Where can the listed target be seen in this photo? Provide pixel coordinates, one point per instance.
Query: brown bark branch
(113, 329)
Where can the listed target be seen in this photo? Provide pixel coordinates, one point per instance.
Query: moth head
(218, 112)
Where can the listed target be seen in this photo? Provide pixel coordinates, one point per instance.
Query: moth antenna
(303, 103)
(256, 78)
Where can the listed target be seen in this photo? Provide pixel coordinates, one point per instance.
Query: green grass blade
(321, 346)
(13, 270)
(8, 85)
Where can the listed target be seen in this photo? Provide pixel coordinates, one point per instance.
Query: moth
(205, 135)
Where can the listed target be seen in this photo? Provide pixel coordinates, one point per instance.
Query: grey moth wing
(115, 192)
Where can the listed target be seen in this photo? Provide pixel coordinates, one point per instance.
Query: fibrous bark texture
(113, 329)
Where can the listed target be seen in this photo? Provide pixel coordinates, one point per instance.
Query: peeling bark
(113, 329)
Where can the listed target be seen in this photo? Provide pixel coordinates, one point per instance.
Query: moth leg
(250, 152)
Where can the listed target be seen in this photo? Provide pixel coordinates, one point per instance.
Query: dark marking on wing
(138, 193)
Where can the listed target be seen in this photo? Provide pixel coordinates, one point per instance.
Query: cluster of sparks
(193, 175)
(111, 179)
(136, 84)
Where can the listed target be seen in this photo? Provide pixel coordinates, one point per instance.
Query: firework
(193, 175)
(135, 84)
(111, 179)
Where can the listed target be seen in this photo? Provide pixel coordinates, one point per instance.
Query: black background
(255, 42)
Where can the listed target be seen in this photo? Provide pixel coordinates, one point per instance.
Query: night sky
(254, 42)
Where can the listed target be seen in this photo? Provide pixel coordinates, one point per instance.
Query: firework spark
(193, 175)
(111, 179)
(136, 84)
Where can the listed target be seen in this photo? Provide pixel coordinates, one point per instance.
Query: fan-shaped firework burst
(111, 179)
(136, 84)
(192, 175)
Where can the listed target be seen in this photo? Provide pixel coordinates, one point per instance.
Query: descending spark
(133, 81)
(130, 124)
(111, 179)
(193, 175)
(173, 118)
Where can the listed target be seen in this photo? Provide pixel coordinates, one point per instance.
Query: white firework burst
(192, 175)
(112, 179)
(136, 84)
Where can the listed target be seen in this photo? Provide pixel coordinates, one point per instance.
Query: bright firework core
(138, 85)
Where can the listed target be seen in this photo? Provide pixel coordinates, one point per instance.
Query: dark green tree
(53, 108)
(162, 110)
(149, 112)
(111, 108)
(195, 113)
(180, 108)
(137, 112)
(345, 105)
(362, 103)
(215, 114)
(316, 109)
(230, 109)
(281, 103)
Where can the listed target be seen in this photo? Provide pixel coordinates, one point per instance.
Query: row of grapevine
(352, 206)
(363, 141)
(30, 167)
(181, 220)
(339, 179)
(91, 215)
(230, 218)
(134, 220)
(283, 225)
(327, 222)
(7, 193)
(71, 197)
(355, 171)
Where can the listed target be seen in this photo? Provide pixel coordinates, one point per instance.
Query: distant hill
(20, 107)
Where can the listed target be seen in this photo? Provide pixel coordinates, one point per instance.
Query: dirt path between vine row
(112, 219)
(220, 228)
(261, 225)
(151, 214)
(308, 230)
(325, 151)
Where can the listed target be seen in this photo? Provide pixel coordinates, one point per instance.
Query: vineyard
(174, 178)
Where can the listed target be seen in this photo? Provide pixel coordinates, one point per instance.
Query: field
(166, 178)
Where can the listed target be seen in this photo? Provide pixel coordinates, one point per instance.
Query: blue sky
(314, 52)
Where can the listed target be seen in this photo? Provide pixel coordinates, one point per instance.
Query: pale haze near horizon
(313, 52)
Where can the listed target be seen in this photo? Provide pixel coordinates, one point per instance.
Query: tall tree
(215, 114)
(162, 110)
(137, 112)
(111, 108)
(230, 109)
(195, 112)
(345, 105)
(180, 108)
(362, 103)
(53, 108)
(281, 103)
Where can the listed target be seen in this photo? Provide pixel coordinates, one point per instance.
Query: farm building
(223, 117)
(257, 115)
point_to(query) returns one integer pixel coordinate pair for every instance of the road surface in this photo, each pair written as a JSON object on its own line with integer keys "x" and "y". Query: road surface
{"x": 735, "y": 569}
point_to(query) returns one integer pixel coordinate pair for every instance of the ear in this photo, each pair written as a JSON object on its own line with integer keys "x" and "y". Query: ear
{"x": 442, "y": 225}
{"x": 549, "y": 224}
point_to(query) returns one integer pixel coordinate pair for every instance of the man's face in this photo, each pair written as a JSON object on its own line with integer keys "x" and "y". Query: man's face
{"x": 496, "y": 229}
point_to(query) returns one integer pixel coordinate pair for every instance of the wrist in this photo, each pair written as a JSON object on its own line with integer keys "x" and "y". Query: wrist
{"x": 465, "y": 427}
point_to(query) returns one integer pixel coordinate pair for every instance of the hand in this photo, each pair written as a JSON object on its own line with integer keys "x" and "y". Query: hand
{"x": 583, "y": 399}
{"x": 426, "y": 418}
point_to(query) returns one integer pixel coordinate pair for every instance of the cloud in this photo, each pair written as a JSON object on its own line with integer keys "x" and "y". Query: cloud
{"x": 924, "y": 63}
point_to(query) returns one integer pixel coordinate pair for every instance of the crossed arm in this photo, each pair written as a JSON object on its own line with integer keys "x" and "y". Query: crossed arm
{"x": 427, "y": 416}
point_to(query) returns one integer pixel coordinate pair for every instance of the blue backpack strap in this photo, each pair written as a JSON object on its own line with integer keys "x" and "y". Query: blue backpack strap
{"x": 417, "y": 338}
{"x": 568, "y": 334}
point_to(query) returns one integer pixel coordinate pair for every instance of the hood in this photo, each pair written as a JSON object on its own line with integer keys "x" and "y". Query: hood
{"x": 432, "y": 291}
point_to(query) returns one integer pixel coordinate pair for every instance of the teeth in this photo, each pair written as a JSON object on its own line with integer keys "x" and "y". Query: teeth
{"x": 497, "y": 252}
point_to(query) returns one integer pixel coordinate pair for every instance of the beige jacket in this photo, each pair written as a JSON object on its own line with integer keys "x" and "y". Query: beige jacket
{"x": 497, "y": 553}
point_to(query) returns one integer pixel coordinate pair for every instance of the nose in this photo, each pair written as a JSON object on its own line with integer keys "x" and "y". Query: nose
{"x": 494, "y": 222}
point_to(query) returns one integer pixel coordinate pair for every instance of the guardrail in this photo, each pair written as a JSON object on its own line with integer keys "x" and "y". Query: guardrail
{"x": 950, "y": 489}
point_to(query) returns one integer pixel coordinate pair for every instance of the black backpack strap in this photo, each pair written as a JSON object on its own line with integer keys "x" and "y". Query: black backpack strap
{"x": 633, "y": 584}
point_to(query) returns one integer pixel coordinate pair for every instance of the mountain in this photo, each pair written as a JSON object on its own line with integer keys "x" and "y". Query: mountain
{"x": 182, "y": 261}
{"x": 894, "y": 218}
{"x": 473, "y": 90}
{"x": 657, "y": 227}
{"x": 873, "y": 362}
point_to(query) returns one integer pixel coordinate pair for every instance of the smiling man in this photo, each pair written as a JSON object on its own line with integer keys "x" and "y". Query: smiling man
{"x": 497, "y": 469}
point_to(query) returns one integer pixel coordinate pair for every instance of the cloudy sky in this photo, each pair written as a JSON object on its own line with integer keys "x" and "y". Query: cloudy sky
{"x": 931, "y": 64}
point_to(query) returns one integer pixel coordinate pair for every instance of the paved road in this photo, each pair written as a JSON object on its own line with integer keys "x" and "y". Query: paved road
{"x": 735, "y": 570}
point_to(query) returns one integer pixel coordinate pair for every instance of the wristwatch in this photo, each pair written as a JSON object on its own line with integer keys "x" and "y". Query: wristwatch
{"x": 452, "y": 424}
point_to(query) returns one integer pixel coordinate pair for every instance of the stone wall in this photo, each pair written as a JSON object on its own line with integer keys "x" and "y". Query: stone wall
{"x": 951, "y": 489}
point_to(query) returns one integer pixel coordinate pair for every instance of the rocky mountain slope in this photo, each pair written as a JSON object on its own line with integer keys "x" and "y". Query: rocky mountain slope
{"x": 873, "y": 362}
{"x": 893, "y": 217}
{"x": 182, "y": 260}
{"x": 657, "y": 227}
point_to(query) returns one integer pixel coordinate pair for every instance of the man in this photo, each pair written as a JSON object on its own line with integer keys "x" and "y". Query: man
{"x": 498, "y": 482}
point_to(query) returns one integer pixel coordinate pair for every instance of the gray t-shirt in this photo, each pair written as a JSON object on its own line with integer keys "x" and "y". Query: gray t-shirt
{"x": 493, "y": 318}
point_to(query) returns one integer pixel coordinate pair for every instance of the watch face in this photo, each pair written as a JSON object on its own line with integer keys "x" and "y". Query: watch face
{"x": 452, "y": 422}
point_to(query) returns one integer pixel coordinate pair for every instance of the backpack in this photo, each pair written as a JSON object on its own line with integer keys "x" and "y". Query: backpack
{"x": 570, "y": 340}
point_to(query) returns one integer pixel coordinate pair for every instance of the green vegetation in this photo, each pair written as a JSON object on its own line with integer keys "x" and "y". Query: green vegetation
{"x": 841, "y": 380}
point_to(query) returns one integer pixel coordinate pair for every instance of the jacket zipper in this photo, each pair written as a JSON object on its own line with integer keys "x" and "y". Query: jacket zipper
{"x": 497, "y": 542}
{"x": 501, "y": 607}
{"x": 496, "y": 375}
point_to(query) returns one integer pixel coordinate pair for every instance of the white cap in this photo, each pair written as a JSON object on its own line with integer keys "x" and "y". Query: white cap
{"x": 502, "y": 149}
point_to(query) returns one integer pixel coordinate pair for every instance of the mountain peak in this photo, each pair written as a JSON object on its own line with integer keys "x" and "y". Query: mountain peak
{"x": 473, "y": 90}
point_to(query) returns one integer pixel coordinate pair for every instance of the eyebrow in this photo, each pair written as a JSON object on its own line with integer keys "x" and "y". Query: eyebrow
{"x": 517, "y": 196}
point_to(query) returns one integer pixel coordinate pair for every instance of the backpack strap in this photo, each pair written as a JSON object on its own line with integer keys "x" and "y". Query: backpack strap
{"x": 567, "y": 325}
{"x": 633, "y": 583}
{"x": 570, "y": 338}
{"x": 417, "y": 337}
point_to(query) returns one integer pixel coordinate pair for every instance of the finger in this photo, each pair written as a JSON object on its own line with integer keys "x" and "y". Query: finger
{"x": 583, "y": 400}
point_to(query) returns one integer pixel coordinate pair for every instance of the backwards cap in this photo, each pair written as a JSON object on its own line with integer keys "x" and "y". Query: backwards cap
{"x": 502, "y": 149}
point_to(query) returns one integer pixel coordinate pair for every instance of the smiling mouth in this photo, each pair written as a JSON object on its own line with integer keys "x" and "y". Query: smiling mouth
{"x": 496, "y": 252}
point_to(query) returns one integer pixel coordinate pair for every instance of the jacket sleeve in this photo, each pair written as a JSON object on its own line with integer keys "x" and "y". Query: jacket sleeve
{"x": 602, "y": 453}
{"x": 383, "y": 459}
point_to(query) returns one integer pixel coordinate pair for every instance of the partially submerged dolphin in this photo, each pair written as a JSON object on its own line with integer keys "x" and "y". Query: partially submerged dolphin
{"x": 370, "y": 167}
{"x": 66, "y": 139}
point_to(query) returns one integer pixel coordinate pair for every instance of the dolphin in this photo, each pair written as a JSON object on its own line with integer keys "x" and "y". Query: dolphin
+---+
• Ihre Anweisungen: Stellen Sie alles von der Zeile mit "Query: jacket sleeve" bis hinunter zum Ende der obigen Zeilen, beide Enden eingeschlossen, als JSON-Liste von Zeichenketten dar, je eine Zeichenkette pro Zeile und ohne Leerzeilen.

• Antwort siehe unten:
[
  "point_to(query) returns one integer pixel coordinate pair for every instance of the jacket sleeve in this photo, each pair written as a JSON object on its own line with integer keys \"x\" and \"y\". Query: jacket sleeve",
  "{\"x\": 602, \"y\": 453}",
  "{\"x\": 383, \"y\": 459}",
  "point_to(query) returns one integer pixel coordinate pair for every instance of the partially submerged dolphin in this photo, each pair written as a JSON object on its own line with integer keys \"x\" and \"y\". Query: partially submerged dolphin",
  "{\"x\": 370, \"y\": 167}",
  "{\"x\": 66, \"y\": 139}",
  "point_to(query) returns one integer pixel coordinate pair for every instance of the dolphin in this photo, each pair written as a JSON object on its own line with integer keys \"x\" and \"y\". Query: dolphin"
]